═════ Information shown ═════
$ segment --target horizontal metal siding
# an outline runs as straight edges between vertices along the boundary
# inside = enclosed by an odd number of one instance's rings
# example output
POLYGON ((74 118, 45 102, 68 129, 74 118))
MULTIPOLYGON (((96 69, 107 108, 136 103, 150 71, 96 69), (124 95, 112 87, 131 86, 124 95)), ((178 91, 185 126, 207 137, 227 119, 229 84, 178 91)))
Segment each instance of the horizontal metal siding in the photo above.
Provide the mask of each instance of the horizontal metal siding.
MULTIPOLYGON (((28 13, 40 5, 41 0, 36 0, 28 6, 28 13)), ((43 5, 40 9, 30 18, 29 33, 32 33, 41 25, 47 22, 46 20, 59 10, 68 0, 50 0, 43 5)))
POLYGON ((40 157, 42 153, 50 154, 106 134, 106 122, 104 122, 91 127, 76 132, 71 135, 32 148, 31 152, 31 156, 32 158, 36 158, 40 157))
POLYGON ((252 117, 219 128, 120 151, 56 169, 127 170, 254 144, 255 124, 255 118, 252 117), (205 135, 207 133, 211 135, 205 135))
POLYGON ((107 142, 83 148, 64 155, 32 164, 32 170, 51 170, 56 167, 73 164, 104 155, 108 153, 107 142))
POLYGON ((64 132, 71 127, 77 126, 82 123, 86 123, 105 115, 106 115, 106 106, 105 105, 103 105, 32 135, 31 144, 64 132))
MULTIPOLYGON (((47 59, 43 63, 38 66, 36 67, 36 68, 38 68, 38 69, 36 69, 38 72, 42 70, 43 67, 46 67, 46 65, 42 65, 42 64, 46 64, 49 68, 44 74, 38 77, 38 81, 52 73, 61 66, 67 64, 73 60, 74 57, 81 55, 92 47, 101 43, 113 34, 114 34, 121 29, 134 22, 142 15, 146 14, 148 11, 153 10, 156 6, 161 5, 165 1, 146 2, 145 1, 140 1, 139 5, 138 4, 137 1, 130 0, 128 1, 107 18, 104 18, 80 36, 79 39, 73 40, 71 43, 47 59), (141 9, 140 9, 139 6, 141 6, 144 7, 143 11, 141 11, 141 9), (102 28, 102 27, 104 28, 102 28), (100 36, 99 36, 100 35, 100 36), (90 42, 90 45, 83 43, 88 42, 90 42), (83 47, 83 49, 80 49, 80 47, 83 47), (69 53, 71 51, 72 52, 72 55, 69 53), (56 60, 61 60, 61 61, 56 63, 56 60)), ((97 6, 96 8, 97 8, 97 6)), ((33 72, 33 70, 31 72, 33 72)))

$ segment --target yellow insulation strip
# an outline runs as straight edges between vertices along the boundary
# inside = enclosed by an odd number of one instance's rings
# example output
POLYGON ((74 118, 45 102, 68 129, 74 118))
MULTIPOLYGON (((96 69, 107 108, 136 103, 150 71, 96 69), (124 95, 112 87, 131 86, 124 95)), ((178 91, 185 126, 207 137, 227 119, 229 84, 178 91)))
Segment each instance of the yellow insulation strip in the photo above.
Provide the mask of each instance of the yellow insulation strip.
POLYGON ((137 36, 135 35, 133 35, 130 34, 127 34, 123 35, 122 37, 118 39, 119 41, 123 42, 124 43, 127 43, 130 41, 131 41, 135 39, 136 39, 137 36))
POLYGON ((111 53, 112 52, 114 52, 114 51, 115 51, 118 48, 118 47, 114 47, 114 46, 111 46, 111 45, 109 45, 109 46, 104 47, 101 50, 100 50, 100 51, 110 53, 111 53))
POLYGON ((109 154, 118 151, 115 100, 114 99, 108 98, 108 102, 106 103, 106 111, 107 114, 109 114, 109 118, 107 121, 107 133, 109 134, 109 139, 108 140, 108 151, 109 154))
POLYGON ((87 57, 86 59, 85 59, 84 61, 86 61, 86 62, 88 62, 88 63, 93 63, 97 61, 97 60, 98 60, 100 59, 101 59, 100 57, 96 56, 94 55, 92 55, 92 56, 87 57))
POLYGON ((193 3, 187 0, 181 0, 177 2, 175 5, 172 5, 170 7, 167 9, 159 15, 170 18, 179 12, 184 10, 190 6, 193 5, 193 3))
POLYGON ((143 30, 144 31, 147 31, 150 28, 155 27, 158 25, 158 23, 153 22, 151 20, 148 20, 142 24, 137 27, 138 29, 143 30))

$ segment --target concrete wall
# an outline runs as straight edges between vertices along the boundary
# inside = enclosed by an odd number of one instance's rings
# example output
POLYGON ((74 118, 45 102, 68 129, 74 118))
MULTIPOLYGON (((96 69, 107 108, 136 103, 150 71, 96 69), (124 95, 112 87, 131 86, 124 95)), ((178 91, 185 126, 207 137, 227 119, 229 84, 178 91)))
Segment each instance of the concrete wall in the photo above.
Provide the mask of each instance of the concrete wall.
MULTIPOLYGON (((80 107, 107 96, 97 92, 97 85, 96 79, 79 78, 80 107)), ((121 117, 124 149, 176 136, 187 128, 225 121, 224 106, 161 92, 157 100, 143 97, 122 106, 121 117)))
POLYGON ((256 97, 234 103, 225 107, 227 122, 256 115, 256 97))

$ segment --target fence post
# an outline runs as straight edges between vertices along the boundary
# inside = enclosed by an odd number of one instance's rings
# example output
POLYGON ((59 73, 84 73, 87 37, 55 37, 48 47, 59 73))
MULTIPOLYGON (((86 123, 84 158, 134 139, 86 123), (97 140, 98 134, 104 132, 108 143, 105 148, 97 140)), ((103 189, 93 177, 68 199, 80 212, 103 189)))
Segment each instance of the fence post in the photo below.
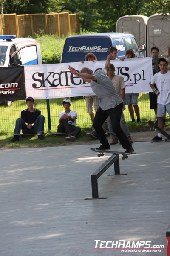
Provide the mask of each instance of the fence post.
POLYGON ((49 99, 46 99, 47 102, 47 114, 48 117, 48 130, 51 131, 51 118, 50 118, 50 101, 49 99))

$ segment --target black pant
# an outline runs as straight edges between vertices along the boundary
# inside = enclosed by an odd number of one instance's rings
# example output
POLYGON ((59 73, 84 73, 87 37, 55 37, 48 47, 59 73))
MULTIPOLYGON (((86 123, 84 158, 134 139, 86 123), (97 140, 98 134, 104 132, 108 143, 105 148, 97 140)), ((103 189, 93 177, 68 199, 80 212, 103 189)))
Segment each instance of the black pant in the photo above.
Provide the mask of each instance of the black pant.
POLYGON ((65 132, 67 136, 71 134, 73 136, 76 137, 80 132, 81 128, 69 124, 68 119, 62 119, 58 126, 57 131, 65 132))
POLYGON ((103 110, 99 107, 96 112, 93 121, 93 125, 97 134, 100 142, 103 146, 110 146, 102 128, 103 122, 107 119, 108 116, 111 119, 113 130, 118 138, 123 148, 125 149, 127 149, 132 145, 120 127, 120 121, 122 108, 123 103, 121 103, 115 108, 106 110, 103 110))

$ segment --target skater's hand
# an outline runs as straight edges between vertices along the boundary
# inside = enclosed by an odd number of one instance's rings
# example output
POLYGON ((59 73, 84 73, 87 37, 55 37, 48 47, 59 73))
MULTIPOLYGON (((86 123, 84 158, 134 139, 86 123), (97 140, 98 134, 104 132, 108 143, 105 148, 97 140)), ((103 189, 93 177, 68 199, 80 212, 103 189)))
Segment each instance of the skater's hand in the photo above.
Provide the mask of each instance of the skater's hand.
POLYGON ((153 92, 154 92, 154 93, 155 93, 155 94, 157 94, 157 95, 160 95, 160 91, 156 88, 155 88, 155 89, 154 89, 153 90, 153 92))
POLYGON ((108 57, 107 57, 107 61, 111 61, 111 60, 112 60, 112 59, 113 57, 112 55, 111 55, 111 54, 109 54, 109 55, 108 55, 108 57))
POLYGON ((69 65, 68 66, 69 66, 68 69, 70 70, 70 72, 71 72, 71 74, 73 74, 74 75, 76 75, 76 70, 75 69, 75 68, 74 68, 74 67, 72 67, 69 65))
═════
- Exercise goal -
Arrange every line of the entries above as a numbered list, skipping blank lines, and leave the pictures out of your answer.

- Solution below -
1. $ segment --target horizontal metal siding
2. # an outline runs as straight edges between vertices along the boundary
3. # inside = enclosed by an odd number of one instance's rings
4. # example output
5. POLYGON ((74 118, 45 102, 68 129, 74 118))
6. MULTIPOLYGON (((96 69, 107 108, 136 103, 150 71, 96 69), (124 95, 112 87, 131 86, 124 95)), ((178 91, 185 126, 207 137, 227 119, 229 84, 178 91)))
7. Segment each instance of the horizontal metal siding in the photo above.
8. Provide the mask of each instance of the horizontal metal siding.
9. MULTIPOLYGON (((28 13, 40 5, 41 0, 36 0, 28 6, 28 13)), ((43 5, 40 9, 30 18, 29 33, 32 33, 41 25, 47 22, 46 20, 59 10, 68 0, 50 0, 43 5)))
10. POLYGON ((40 157, 42 153, 50 154, 106 134, 106 122, 104 122, 91 127, 76 132, 71 135, 32 148, 31 152, 31 156, 32 158, 36 158, 40 157))
11. POLYGON ((252 117, 219 128, 120 151, 56 169, 127 170, 254 144, 255 124, 255 118, 252 117), (205 135, 207 133, 211 135, 205 135))
12. POLYGON ((107 142, 83 148, 64 155, 32 164, 32 170, 51 170, 56 167, 73 164, 104 155, 108 153, 107 142))
13. POLYGON ((64 132, 71 127, 77 126, 82 123, 86 123, 105 115, 106 115, 106 106, 105 105, 103 105, 32 135, 31 144, 64 132))
14. MULTIPOLYGON (((47 59, 43 63, 38 66, 36 67, 36 68, 38 68, 38 69, 36 69, 38 72, 42 70, 43 67, 46 67, 46 65, 42 65, 42 64, 46 64, 49 68, 44 74, 38 77, 38 81, 52 73, 61 66, 67 64, 73 60, 74 57, 81 55, 92 47, 101 43, 113 34, 114 34, 121 29, 134 22, 142 15, 146 14, 148 11, 153 10, 156 6, 161 5, 165 1, 146 2, 145 1, 140 1, 139 5, 138 4, 137 1, 130 0, 128 1, 107 18, 104 18, 80 36, 79 39, 73 40, 71 43, 47 59), (141 9, 140 9, 139 6, 141 6, 144 7, 143 11, 141 11, 141 9), (102 28, 102 27, 104 28, 102 28), (100 36, 99 36, 100 35, 100 36), (90 42, 90 45, 83 43, 88 42, 90 42), (83 47, 83 49, 80 49, 80 47, 83 47), (69 53, 71 51, 72 52, 72 55, 69 53), (56 60, 61 60, 61 61, 56 63, 56 60)), ((97 6, 96 8, 97 8, 97 6)), ((33 72, 33 70, 31 72, 33 72)))
15. $ segment --target yellow insulation strip
16. # an outline runs as straight edges between vertices along the boundary
17. # inside = enclosed by an odd number of one instance's rings
18. # example output
19. POLYGON ((74 118, 45 102, 68 129, 74 118))
20. MULTIPOLYGON (((96 69, 107 108, 136 103, 150 71, 96 69), (124 95, 112 87, 131 86, 124 95)), ((178 91, 185 126, 207 137, 227 119, 229 84, 178 91)))
21. Segment each instance of the yellow insulation strip in the photo above.
22. Provide the mask of each instance of the yellow insulation strip.
23. POLYGON ((137 36, 135 35, 133 35, 130 34, 127 34, 123 35, 122 37, 118 39, 119 41, 123 42, 124 43, 127 43, 130 41, 131 41, 135 39, 136 39, 137 36))
24. POLYGON ((111 53, 112 52, 114 52, 114 51, 115 51, 118 48, 118 47, 114 47, 114 46, 111 46, 111 45, 109 45, 109 46, 104 47, 101 50, 100 50, 100 51, 110 53, 111 53))
25. POLYGON ((109 154, 118 151, 115 100, 114 99, 108 98, 108 102, 106 103, 106 111, 107 114, 109 114, 109 118, 107 121, 107 133, 109 134, 109 139, 108 140, 108 151, 109 154))
26. POLYGON ((87 57, 86 59, 85 59, 84 61, 86 61, 86 62, 88 62, 88 63, 93 63, 97 61, 97 60, 98 60, 100 59, 101 59, 100 57, 96 56, 94 55, 92 55, 92 56, 87 57))
27. POLYGON ((193 3, 187 0, 181 0, 177 2, 175 5, 172 5, 170 7, 167 9, 159 15, 170 18, 179 12, 184 10, 190 6, 193 5, 193 3))
28. POLYGON ((143 30, 144 31, 147 31, 150 28, 155 27, 158 25, 158 23, 153 22, 151 20, 148 20, 142 24, 137 27, 138 29, 143 30))
29. $ segment --target concrete wall
30. # an outline runs as straight edges between vertices along the boundary
31. # inside = enclosed by an odd number of one instance's rings
32. # example output
33. POLYGON ((74 118, 45 102, 68 129, 74 118))
34. MULTIPOLYGON (((96 69, 107 108, 136 103, 150 71, 96 69), (124 95, 112 87, 131 86, 124 95)), ((178 91, 185 126, 207 137, 227 119, 229 84, 178 91)))
35. Segment each instance of the concrete wall in the photo above.
36. Provide the mask of each instance of the concrete wall.
37. MULTIPOLYGON (((80 107, 107 96, 97 92, 97 85, 96 79, 79 78, 80 107)), ((121 117, 124 149, 176 136, 187 128, 225 121, 224 106, 161 92, 157 100, 143 97, 122 106, 121 117)))
38. POLYGON ((256 97, 234 103, 225 107, 227 122, 256 115, 256 97))
39. $ segment --target fence post
40. # an outline runs as straight edges between vertices along the boundary
41. # inside = enclosed by an odd number of one instance's rings
42. # example output
43. POLYGON ((59 73, 84 73, 87 37, 55 37, 48 47, 59 73))
44. MULTIPOLYGON (((86 123, 84 158, 134 139, 86 123), (97 140, 98 134, 104 132, 108 143, 105 148, 97 140)), ((103 189, 93 177, 68 199, 80 212, 103 189)))
45. Segment each instance of the fence post in the photo below.
46. Provide the mask of each instance of the fence post.
47. POLYGON ((49 99, 46 99, 47 102, 47 114, 48 117, 48 130, 51 131, 51 118, 50 118, 50 101, 49 99))
48. $ segment --target black pant
49. # an outline runs as straight edges between vertices along the boundary
50. # inside = enclosed by an odd number of one instance's rings
51. # example output
52. POLYGON ((59 73, 84 73, 87 37, 55 37, 48 47, 59 73))
53. MULTIPOLYGON (((86 123, 84 158, 134 139, 86 123), (97 140, 98 134, 104 132, 108 143, 105 148, 97 140)), ((103 189, 93 177, 68 199, 80 212, 103 189)))
54. Segment each instance of the black pant in the photo above.
55. Provide the mask of each instance of the black pant.
56. POLYGON ((65 132, 67 136, 71 134, 73 136, 76 137, 80 132, 81 128, 69 124, 68 119, 62 119, 58 126, 57 131, 65 132))
57. POLYGON ((103 110, 99 107, 96 112, 93 121, 93 125, 97 134, 100 142, 103 146, 110 146, 102 128, 103 122, 107 119, 108 116, 111 119, 113 130, 118 138, 123 148, 125 149, 127 149, 132 145, 120 127, 120 121, 122 108, 123 103, 121 103, 115 108, 106 110, 103 110))
58. $ segment --target skater's hand
59. # an outline runs as straight edges between vertices along the boundary
60. # inside = enclosed by an odd number of one instance's rings
61. # example output
62. POLYGON ((59 73, 84 73, 87 37, 55 37, 48 47, 59 73))
63. MULTIPOLYGON (((86 123, 84 158, 134 139, 86 123), (97 140, 98 134, 104 132, 108 143, 105 148, 97 140)), ((103 189, 93 177, 68 199, 80 212, 103 189)))
64. Segment each instance of the skater's hand in the photo above.
65. Provide the mask of each instance of the skater's hand.
66. POLYGON ((153 92, 154 92, 154 93, 155 93, 155 94, 157 94, 157 95, 160 95, 160 91, 156 88, 155 88, 155 89, 154 89, 153 90, 153 92))
67. POLYGON ((108 57, 107 57, 107 61, 111 61, 111 60, 112 60, 112 59, 113 57, 112 55, 111 55, 111 54, 109 54, 109 55, 108 55, 108 57))
68. POLYGON ((69 65, 68 66, 69 66, 68 69, 70 70, 70 72, 71 72, 71 74, 73 74, 74 75, 76 75, 76 70, 75 69, 75 68, 74 68, 74 67, 72 67, 69 65))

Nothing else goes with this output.